■ **Given data**:
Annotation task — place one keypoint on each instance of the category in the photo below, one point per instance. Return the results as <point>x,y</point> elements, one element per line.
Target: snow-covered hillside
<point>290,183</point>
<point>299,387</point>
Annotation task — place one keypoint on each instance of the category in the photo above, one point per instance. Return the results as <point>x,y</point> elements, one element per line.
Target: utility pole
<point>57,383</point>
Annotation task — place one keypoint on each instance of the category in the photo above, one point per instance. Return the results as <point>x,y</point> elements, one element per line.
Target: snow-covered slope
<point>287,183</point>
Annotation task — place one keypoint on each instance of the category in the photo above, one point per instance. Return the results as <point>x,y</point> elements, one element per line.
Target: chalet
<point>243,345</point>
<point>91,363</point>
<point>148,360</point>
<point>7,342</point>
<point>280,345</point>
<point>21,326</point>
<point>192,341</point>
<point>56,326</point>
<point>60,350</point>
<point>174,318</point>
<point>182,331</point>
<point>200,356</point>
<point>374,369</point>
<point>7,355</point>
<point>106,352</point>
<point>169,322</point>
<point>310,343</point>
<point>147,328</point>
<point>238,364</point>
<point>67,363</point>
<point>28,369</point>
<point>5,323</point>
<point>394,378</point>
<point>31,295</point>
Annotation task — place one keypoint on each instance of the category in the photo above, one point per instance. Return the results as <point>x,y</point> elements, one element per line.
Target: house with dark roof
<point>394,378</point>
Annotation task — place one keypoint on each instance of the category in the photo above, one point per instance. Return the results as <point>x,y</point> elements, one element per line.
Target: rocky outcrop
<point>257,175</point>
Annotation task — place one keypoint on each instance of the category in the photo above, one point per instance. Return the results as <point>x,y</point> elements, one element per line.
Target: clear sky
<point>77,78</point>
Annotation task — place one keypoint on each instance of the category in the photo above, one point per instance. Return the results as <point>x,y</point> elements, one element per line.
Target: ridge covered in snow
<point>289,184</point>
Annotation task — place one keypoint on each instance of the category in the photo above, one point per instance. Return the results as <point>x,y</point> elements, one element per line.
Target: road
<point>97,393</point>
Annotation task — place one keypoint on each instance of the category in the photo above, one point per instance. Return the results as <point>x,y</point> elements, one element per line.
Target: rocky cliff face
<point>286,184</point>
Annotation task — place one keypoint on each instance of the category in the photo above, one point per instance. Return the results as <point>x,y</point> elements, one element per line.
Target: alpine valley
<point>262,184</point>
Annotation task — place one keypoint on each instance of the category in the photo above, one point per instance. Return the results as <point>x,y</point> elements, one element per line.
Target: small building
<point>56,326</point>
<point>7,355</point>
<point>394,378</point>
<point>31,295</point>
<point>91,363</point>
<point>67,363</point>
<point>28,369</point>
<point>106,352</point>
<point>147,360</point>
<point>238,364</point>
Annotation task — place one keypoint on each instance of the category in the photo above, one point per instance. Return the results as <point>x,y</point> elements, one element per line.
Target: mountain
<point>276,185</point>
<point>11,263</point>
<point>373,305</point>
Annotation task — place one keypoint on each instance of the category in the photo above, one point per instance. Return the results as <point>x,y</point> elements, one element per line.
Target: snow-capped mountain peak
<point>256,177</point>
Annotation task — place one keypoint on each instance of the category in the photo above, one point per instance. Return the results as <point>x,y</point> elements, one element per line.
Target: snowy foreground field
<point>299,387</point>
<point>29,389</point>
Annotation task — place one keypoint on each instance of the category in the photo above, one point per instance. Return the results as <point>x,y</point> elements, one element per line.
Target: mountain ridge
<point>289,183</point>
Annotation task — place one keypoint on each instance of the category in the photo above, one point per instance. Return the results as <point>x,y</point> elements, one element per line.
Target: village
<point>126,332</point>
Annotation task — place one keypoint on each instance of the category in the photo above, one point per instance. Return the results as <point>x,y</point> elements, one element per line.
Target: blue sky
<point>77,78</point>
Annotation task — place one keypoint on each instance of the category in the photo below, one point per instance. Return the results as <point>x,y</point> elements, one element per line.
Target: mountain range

■ **Short problem**:
Reproduce every line above without error.

■ **Full output**:
Annotation task — place one keypoint on each instance of the category in the photo below, one point per instance. Return the results as <point>x,y</point> elements, one element per line.
Target: snow-covered hillside
<point>290,183</point>
<point>299,387</point>
Annotation task — place one keypoint on each instance of the category in the photo above, one point per instance. Return the results as <point>x,y</point> elements, one element per line.
Target: utility pole
<point>57,383</point>
Annotation task — place one keypoint on each instance of the category in the photo above, one point per instance. Return the results as <point>x,y</point> elements, one element per line.
Target: snow-covered slope
<point>287,183</point>
Annotation task — place one keypoint on each instance of the category in the photo above, one point per instance. Return the results as <point>x,y</point> elements, one element per line.
Target: chalet
<point>243,345</point>
<point>91,363</point>
<point>148,360</point>
<point>7,342</point>
<point>280,345</point>
<point>21,326</point>
<point>192,341</point>
<point>56,326</point>
<point>60,350</point>
<point>174,318</point>
<point>182,331</point>
<point>200,356</point>
<point>374,369</point>
<point>7,355</point>
<point>106,352</point>
<point>169,322</point>
<point>310,343</point>
<point>147,328</point>
<point>238,364</point>
<point>67,363</point>
<point>28,369</point>
<point>5,323</point>
<point>394,378</point>
<point>31,295</point>
Annotation task — place one keypoint on each instance of the category in the photo above, one point per instance. Return the results as <point>x,y</point> elements, one element per line.
Target: house with dark roof
<point>394,378</point>
Annotation task — place one keypoint on each instance of the category in the photo above, one point per instance. Return the results as <point>x,y</point> elements, one element per line.
Target: rocky outcrop
<point>257,175</point>
Annotation task — place one keypoint on each instance of the category in the photo above, one point per instance. Return the results as <point>x,y</point> elements, one element per line.
Target: clear sky
<point>77,78</point>
Annotation task — place one keypoint on each instance of the category in the photo above, one point per instance. Return the results as <point>x,y</point> elements, one element per line.
Target: ridge covered in snow
<point>289,184</point>
Annotation task — place one keypoint on each instance of the category in the photo above, one point per instance. Return the results as <point>x,y</point> elements, one element per line.
Target: road
<point>97,393</point>
Annotation task — place one keypoint on each instance of the category in the photo above, one point per instance. Return the results as <point>x,y</point> elements, one element per line.
Target: rocky cliff face
<point>286,184</point>
Annotation task — place one keypoint on each instance of the category in the photo above, one point per instance. Return the results as <point>x,y</point> elements, one element per line.
Target: alpine valley
<point>262,184</point>
Annotation task — place one keypoint on each instance of the category in the photo above, one point per instance. Return the results as <point>x,y</point> elements, one element per line.
Target: small building
<point>56,326</point>
<point>7,355</point>
<point>394,378</point>
<point>31,295</point>
<point>91,363</point>
<point>67,363</point>
<point>28,369</point>
<point>106,352</point>
<point>147,360</point>
<point>238,364</point>
Annotation task — place one keypoint on each instance of the category in the photo above, one point per instance. Return the results as <point>x,y</point> elements, one element per line.
Target: mountain
<point>276,185</point>
<point>11,263</point>
<point>373,305</point>
Annotation task — place one keypoint on each instance of the category in the photo above, one point per instance. Return the results as <point>x,y</point> elements, one element per line.
Target: snow-capped mountain peak
<point>256,177</point>
Annotation task — place one keypoint on each instance of the category in the photo above, one point per instance. Return the results as <point>x,y</point> elements, one element per line.
Target: snowy foreground field
<point>299,387</point>
<point>29,389</point>
Annotation task — place one keypoint on each instance of the category in the photo above, one point per instance. Return the results as <point>x,y</point> elements, one element per line.
Target: mountain ridge
<point>289,183</point>
Annotation task — place one keypoint on each instance of the category in the photo above, one point per instance. Return the results as <point>x,y</point> elements, one element per line.
Target: village
<point>126,332</point>
Annotation task — place one keypoint on each instance of the category in the photo above, one point per instance. Return the results as <point>x,y</point> elements, one element per line.
Target: blue sky
<point>77,78</point>
Annotation task — place one keypoint on each instance of the category in the photo below, one point per instance. Return the results as <point>x,y</point> elements, one element per line.
Target: mountain range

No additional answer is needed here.